‘Dois – uma jornada pelo abismo teatral’, por Marcelo Flecha

Fui espectador da primeira montagem profissional do texto “Dois”, terceiro texto da minha dramaturgia reunida publicada em 2011, pelo Programa BNB de Cultura, com o apoio do SESC–MA. O desafio ficou a cargo da queridíssima e parceira Cia. A Máscara de Teatro, de Mossoró, por consequência, o afeto me impede de tecer qual seja a crítica digna de confiança, pois minhas palavras seriam suspeitíssimas, mas não vou me privar de aprofundar o meu olhar sobre as ofertas que a montagem proporciona para o espectador, esse catatônico das plateias, como prega o próprio texto.

A experiência do autor teatral como espectador da própria obra é algo diferente de tudo o que um artista possa experimentar; principalmente no meu caso, onde a intenção de montagem jamais permeou meus pensamentos quando da escrita dos cinco textos que fazem minha dramaturgia. Como a dramaturgia de gabinete sempre foi um exercício parar o melhoramento do meu ofício – a direção – nunca me precipitei além do dramaturgo, imaginando como procederia eu se fosse o encenador da dita obra. Então, assisto como espectador, e me divirto, me emociono e me envolvo com a oferta.

No teatro, o autor do texto é um mero provocador da explosão cósmica que os atores, o encenador, o iluminador, cenógrafo, sonoplasta, se encarregam de transformar em universo; e foi esse universo que se revelou para mim, quando me encontrava sentado na segunda fila do Espetáculo Espaço Cultural, incomodado com a primeira fileira reservada e vazia, primeira surpresa que reservava a montagem, mesmo para o tolo autor que não enxergou o óbvio.

################

== Tarefas a cumprir ==
- 1) As afirmações a seguir concordam com o texto sobre a montagem de “Dois”? (a) O autor assistiu ao espetáculo sentado na primeira fila. (b) A dramaturgia reunida do autor foi publicada em 2011. (c) O autor escreveu seus textos já pensando em montá-los. Responda sim ou não a cada uma e cite as palavras decisivas do texto.
- 2) Transcreva do texto sobre a montagem de “Dois” o trecho que começa em "Fui espectador da" e termina em "o próprio texto.".
- 3) Por que, segundo o texto sobre a montagem de “Dois”, o autor diz não poder fazer uma crítica digna de confiança?

################

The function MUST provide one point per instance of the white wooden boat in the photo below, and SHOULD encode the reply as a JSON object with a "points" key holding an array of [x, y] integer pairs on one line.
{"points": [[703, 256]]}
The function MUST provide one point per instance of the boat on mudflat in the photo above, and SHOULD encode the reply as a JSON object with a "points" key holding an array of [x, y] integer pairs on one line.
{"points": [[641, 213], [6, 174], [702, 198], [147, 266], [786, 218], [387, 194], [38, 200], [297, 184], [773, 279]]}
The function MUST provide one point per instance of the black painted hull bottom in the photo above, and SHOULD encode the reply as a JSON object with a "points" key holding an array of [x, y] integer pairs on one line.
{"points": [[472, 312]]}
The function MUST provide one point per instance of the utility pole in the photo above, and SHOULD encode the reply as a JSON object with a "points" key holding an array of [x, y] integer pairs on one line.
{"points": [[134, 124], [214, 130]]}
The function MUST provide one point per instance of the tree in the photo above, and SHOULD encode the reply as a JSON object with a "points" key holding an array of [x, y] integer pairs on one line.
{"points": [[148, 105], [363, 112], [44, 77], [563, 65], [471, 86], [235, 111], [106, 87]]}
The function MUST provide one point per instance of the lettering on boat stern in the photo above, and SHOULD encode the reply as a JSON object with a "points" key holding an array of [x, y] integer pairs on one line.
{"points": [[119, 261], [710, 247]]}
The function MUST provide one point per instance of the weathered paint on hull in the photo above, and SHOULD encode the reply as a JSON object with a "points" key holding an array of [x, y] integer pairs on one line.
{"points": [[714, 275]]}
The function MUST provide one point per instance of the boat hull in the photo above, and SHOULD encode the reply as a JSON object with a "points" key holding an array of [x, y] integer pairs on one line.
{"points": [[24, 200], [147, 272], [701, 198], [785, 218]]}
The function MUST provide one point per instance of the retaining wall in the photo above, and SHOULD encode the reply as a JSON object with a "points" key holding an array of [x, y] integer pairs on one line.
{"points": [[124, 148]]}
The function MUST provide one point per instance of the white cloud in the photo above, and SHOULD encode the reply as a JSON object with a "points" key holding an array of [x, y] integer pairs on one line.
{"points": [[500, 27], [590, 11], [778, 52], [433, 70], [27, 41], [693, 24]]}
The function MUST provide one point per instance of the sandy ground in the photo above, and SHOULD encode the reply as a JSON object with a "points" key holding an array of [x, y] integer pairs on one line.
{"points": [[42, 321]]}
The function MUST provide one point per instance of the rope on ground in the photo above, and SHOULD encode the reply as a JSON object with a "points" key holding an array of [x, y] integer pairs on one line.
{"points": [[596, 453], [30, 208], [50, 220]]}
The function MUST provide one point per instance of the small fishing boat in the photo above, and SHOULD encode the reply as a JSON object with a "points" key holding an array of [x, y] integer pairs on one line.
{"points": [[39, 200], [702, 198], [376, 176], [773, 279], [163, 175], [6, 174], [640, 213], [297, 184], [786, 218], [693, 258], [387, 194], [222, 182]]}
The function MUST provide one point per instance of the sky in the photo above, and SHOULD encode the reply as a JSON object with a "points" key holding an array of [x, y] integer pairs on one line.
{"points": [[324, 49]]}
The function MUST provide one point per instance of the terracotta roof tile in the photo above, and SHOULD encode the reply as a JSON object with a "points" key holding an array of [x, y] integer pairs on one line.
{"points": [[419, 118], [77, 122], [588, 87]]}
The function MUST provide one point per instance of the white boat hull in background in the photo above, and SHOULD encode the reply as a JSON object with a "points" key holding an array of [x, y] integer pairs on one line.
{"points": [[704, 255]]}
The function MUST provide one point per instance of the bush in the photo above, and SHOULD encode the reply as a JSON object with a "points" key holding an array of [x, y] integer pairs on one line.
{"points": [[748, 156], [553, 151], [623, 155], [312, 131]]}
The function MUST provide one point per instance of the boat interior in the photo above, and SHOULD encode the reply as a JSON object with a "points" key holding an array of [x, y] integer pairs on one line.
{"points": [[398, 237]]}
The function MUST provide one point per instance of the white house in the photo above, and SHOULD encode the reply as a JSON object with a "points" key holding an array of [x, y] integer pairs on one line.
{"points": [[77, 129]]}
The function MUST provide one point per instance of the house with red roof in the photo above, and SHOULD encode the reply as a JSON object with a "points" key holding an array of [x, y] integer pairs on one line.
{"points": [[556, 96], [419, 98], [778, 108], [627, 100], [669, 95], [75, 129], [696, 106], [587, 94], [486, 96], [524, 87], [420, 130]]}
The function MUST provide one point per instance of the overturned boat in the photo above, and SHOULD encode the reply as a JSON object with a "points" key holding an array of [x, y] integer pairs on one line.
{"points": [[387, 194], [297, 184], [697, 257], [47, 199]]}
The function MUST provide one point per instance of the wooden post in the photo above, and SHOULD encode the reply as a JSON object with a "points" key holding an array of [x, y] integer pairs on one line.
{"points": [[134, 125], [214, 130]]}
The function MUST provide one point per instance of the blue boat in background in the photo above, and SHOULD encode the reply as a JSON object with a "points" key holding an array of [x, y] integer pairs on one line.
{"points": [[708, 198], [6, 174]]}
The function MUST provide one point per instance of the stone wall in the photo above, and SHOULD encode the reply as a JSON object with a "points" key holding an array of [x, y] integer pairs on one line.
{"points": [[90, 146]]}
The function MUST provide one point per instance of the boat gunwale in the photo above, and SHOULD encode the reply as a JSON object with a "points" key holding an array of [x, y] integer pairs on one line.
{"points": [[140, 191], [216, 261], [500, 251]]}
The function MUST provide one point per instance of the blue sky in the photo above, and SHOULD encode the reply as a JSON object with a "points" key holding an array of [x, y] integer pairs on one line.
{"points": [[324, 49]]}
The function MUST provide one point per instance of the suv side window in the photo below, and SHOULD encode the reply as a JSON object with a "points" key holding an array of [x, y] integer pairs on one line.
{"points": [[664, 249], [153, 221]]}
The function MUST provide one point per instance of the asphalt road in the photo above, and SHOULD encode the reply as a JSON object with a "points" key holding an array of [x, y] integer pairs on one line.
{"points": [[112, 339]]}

################

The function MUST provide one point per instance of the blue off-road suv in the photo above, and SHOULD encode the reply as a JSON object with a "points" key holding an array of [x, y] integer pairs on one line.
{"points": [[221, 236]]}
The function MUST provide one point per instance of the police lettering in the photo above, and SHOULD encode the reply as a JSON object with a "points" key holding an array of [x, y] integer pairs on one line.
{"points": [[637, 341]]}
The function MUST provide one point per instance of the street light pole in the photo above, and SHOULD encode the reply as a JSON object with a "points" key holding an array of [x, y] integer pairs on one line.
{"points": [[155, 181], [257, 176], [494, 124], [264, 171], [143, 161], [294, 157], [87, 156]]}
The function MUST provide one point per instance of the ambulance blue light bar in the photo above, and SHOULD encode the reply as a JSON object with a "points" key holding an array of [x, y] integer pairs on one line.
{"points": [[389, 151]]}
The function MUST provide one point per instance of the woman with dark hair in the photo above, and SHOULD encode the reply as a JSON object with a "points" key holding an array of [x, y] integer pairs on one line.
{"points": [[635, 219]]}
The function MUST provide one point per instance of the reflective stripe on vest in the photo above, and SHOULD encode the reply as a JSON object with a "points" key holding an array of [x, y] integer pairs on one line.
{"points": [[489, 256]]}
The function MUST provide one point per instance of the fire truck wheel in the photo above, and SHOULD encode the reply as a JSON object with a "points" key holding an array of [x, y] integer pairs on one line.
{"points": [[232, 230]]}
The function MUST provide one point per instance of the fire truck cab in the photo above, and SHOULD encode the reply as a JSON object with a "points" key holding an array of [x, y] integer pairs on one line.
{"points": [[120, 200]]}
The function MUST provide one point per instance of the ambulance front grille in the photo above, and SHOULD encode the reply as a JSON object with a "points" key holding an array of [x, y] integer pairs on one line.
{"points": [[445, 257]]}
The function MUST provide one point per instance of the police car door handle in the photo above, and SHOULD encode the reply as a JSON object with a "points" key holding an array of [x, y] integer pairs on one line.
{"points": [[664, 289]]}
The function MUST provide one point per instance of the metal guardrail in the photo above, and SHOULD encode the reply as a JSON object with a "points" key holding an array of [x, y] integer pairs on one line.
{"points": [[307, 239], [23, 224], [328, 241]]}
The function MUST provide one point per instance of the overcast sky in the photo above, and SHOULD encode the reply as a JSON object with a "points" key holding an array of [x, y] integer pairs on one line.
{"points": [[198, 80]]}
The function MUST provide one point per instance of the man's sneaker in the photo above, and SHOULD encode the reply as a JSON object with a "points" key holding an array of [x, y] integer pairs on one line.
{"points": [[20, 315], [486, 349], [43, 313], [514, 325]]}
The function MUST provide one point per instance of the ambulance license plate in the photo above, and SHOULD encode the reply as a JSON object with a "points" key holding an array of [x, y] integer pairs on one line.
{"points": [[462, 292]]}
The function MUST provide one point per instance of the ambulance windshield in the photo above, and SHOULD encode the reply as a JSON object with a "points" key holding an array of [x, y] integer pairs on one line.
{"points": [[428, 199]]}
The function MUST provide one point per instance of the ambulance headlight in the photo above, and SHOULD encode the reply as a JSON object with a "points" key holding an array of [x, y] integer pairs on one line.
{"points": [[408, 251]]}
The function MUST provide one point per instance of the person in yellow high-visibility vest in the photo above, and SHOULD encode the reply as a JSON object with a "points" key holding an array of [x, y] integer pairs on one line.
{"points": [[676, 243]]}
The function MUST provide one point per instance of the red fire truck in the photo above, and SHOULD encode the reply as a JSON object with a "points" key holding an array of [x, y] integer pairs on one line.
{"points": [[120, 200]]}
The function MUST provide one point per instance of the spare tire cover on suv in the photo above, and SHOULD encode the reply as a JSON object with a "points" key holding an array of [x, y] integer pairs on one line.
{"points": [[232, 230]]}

################

== Respostas das tarefas ==
- 1)
(a) Não: “quando me encontrava sentado na segunda fila do Espetáculo Espaço Cultural”.
(b) Sim: “minha dramaturgia reunida publicada em 2011”.
(c) Não: “a intenção de montagem jamais permeou meus pensamentos quando da escrita dos cinco textos que fazem minha dramaturgia”.

- 2)
Fui espectador da primeira montagem profissional do texto “Dois”, terceiro texto da minha dramaturgia reunida publicada em 2011, pelo Programa BNB de Cultura, com o apoio do SESC–MA. O desafio ficou a cargo da queridíssima e parceira Cia. A Máscara de Teatro, de Mossoró, por consequência, o afeto me impede de tecer qual seja a crítica digna de confiança, pois minhas palavras seriam suspeitíssimas, mas não vou me privar de aprofundar o meu olhar sobre as ofertas que a montagem proporciona para o espectador, esse catatônico das plateias, como prega o próprio texto.

- 3) A montagem ficou a cargo da Cia. A Máscara de Teatro, de Mossoró, que ele chama de queridíssima e parceira. Por isso o afeto o impede, e suas palavras seriam suspeitíssimas.